- [Extract to read]:
+++

Rule-based Descriptions of Attention Features in Transformers

"Extracting Rule-based Descriptions of Attention Features in Transformers" (2510.18148) presents a novel methodology for interpreting the attention mechanisms in transformer LLMs through rule-based descriptions, moving beyond manual inspection of exemplars. This approach focuses on deriving symbolic rules for attention features, offering an inherently interpretable model of how certain patterns of input tokens correspond to specific output behaviors.

Mechanistic Interpretability and Sparse Autoencoders

Mechanistic interpretability aims to elucidate model behavior by analyzing low-level primitives. Transformers, widely adopted for sequence modeling, consist of attention layers and involved operations such as query-key interactions. Traditional approaches identify active features by observing exemplars with high activations, but manual inspection yields subjective interpretations. Sparse Autoencoders (SAEs), by decomposing hidden states into feature vectors, have facilitated the discovery of circuits underlying specific model traits [bricken2023monosemanticity].

Figure 1: Given an attention layer in a transformer LLM (left), the task is to express each output feature as an explicit function of input features (center), described globally in terms of formal rules (right).

+++

- [Information shown]:
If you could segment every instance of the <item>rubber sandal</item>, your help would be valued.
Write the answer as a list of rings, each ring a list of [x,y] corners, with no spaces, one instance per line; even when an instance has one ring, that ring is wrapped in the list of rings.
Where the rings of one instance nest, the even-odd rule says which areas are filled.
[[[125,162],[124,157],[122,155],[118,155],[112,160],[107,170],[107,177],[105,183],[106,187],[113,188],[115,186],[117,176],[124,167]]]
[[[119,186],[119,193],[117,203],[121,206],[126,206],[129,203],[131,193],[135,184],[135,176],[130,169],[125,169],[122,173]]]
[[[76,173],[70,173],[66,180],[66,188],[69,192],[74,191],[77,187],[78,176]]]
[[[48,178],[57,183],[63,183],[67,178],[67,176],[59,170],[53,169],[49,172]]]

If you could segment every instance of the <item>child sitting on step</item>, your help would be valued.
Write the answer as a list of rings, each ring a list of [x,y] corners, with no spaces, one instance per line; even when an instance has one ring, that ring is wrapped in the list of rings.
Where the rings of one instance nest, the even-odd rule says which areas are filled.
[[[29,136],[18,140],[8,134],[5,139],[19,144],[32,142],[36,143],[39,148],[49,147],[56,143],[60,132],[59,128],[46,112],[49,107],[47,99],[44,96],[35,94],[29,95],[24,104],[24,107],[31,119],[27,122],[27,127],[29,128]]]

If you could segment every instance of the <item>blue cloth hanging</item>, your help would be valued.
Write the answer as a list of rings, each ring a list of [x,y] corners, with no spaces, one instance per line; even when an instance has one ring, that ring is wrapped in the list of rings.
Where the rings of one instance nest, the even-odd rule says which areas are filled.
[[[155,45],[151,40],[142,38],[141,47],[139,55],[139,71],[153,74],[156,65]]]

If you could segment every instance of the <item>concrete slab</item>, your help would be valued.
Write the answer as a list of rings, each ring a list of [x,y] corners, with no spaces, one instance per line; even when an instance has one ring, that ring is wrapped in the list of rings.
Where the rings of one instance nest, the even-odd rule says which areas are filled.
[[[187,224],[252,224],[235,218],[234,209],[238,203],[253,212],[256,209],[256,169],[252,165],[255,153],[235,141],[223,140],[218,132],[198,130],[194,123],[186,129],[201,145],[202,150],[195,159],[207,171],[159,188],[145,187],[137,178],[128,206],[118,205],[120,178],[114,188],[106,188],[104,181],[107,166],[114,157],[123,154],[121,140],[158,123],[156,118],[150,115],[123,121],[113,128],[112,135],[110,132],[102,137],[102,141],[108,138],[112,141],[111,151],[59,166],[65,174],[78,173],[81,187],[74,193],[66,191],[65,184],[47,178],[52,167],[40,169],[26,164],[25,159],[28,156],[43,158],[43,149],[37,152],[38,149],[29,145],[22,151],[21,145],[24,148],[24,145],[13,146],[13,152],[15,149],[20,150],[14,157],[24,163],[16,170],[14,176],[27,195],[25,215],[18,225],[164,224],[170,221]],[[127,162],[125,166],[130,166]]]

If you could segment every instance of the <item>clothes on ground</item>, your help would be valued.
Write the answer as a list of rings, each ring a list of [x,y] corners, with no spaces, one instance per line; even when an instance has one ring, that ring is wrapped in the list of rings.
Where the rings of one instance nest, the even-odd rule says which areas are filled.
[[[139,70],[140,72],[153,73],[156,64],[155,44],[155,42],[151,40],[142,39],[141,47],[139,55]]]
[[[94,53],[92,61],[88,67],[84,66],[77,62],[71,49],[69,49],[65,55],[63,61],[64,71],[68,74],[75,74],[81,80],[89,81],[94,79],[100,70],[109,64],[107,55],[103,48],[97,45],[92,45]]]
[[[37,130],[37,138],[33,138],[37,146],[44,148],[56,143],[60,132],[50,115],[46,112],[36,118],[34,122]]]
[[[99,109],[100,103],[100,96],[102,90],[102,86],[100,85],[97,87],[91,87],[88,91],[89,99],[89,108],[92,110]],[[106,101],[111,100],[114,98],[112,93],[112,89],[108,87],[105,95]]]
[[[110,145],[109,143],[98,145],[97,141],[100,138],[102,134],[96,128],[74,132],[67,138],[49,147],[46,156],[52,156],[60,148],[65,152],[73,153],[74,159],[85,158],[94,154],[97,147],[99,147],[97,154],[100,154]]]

+++

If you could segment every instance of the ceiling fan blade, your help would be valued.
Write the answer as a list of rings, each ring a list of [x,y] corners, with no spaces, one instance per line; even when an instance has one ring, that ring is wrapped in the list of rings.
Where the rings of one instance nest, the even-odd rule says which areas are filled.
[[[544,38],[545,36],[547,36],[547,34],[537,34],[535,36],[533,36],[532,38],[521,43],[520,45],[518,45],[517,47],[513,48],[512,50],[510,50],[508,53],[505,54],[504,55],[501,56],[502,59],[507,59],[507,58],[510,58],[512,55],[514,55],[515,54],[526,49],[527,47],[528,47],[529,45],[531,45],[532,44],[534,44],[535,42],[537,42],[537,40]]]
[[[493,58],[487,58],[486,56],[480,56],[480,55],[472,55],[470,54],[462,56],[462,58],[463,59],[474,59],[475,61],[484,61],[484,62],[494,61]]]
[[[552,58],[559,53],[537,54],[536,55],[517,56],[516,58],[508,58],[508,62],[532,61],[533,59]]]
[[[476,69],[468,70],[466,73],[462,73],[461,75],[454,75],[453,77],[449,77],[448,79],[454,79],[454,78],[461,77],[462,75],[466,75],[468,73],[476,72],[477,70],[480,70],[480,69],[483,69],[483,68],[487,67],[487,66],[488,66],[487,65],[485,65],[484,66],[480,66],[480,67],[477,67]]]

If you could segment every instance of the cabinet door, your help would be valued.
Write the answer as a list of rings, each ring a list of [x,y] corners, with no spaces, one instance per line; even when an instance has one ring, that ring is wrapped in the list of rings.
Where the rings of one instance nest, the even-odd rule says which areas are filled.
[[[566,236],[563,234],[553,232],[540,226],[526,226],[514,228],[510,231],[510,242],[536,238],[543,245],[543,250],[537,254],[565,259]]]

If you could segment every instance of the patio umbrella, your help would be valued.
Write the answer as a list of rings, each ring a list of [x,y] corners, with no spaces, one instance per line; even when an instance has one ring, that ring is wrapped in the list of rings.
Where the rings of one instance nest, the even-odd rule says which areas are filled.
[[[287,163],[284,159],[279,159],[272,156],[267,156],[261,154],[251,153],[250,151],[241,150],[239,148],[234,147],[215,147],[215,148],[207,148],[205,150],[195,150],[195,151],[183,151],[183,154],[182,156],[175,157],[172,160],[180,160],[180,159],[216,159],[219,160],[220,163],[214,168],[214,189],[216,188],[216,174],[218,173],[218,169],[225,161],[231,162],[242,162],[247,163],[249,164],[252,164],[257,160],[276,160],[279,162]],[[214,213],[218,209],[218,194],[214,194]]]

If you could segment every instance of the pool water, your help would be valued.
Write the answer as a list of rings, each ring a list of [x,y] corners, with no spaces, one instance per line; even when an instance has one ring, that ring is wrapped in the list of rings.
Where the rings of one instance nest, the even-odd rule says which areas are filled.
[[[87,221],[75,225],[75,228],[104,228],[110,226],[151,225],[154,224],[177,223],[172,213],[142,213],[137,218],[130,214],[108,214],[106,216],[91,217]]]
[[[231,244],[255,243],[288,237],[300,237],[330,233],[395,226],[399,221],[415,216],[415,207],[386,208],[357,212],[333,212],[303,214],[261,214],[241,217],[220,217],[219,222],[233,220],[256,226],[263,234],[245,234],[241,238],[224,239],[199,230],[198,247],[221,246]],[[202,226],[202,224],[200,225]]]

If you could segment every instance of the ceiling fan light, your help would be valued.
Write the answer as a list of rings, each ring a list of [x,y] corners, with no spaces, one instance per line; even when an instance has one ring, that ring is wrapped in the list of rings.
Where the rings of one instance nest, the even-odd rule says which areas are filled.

+++

- [Questions on the material]:
**1)** Do the following statements agree with the text on rule-based descriptions of attention features? Answer each with yes or no and quote the words of the text that decide it.
(a) The approach derives symbolic rules for attention features.
(b) Manually inspecting exemplars with high activations yields objective interpretations.
(c) Sparse autoencoders decompose hidden states into feature vectors.
**2)** Carry on the text about rule-based descriptions of attention features in transformers from the point where it stops.

- [Results of the tasks]:
**1)**
(a) Yes: "This approach focuses on deriving symbolic rules for attention features"
(b) No: "manual inspection yields subjective interpretations"
(c) Yes: "by decomposing hidden states into feature vectors"

**2)**
Rule-based Framework for Attention Layers

The paper proposes rule types—skip-gram, absence, and counting rules—to describe attention layer computations. Skip-gram rules (e.g., "[Canadian city] … speaks → English") promote output tokens based on token patterns, while absence rules (e.g., "[Montreal] … speaks ⊬ English") suppress expected tokens. Counting rules trigger outputs only when specific counts of inputs are met. The extraction of such rules replaces exemplar-based subjective interpretations with symbolic and human-readable descriptions.

Figure 2: Attention rules can take different forms based on input feature interactions, leading to skip-gram rules (left), absence rules (center), and counting rules (right).

Extraction Methodology and Application to GPT-2 Small

The authors develop a procedural pipeline to extract these symbolic rules automatically, applied to GPT-2 small—a prominent transformer model. Notably, skip-gram rules adequately describe early-layer attention features using concise patterns, while intricate interactions in later layers necessitate more complex rules like distractor suppression and counting operations.

Figure 3: Average precision and recall metrics in predicting feature activations based on extracted rules.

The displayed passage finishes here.